- _WHAT THE TASK REQUIRES_
Copy each of the records below line for line, keeping every word and character unchanged.
===== MATERIAL PROVIDED =====
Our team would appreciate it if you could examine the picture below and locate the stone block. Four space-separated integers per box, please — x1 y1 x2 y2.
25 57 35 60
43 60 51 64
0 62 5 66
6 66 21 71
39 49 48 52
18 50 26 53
=====
- _RESPONSE BELOW_
Our team would appreciate it if you could examine the picture below and locate the stone block. Four space-separated integers per box, please — x1 y1 x2 y2.
25 57 35 60
43 60 51 64
0 62 5 66
6 66 21 71
39 49 48 52
18 50 26 53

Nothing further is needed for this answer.